◆ Text shown:
──────
Indeed, it is the first species likely to be encountered by
aquarists. It is the most commonly photographed for its magnificent
aerial prop roots (the arched and exposed knobby knees plunging
into the coastline and shallows). And it is by far the most
important species of this family to marine environments as
mentioned above. They are the most hardy and adaptable species
for aquarium use if given some very simple maintenance. The
one thing you should remember from this article above all
is that red mangrove leaves need to be sprayed with clean,
freshwater almost daily for optimal health and growth.
──────
◆ Data provided:

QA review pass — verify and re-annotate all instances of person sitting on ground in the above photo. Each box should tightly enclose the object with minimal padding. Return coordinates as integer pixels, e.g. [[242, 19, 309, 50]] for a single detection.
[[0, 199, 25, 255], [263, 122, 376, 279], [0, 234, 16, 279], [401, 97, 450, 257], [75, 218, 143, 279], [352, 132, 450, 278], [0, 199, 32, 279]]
──────
◆ What to work on:
1) List every superlative claim that the red mangrove text makes about the species.
2) Write the next part of the red mangrove text, starting after its last sentence.

◆ Answers to the tasks:
1)
- It is the first species likely to be encountered by aquarists.
- It is the most commonly photographed, for its aerial prop roots.
- It is by far the most important species of its family to marine environments.
- It is the most hardy and adaptable species for aquarium use, given some very simple maintenance.

2)
The reasons for this are explained further below, but first
- a summary for the species:
Red mangroves occur in all saline gradients, but cannot
typically move between salinities rapidly. When buying mangroves,
it is very important to learn the salinity of the water from
where the seedlings (propagules) sprouted, and insure the
same at home. While propagules sprout roots and leaves readily
in fresh-, brackish-, or full seawater just the same, they
should not be moved quickly between them, but instead acclimated
over a period of many weeks. You can imagine that the salinity
of even nearshore environments is, by and large, quite stable
by virtue of the volume of the sea. Mangroves do grow in a
range of substrates from fine to coarse, but seem to strongly
favor fine sand or muddy substrates.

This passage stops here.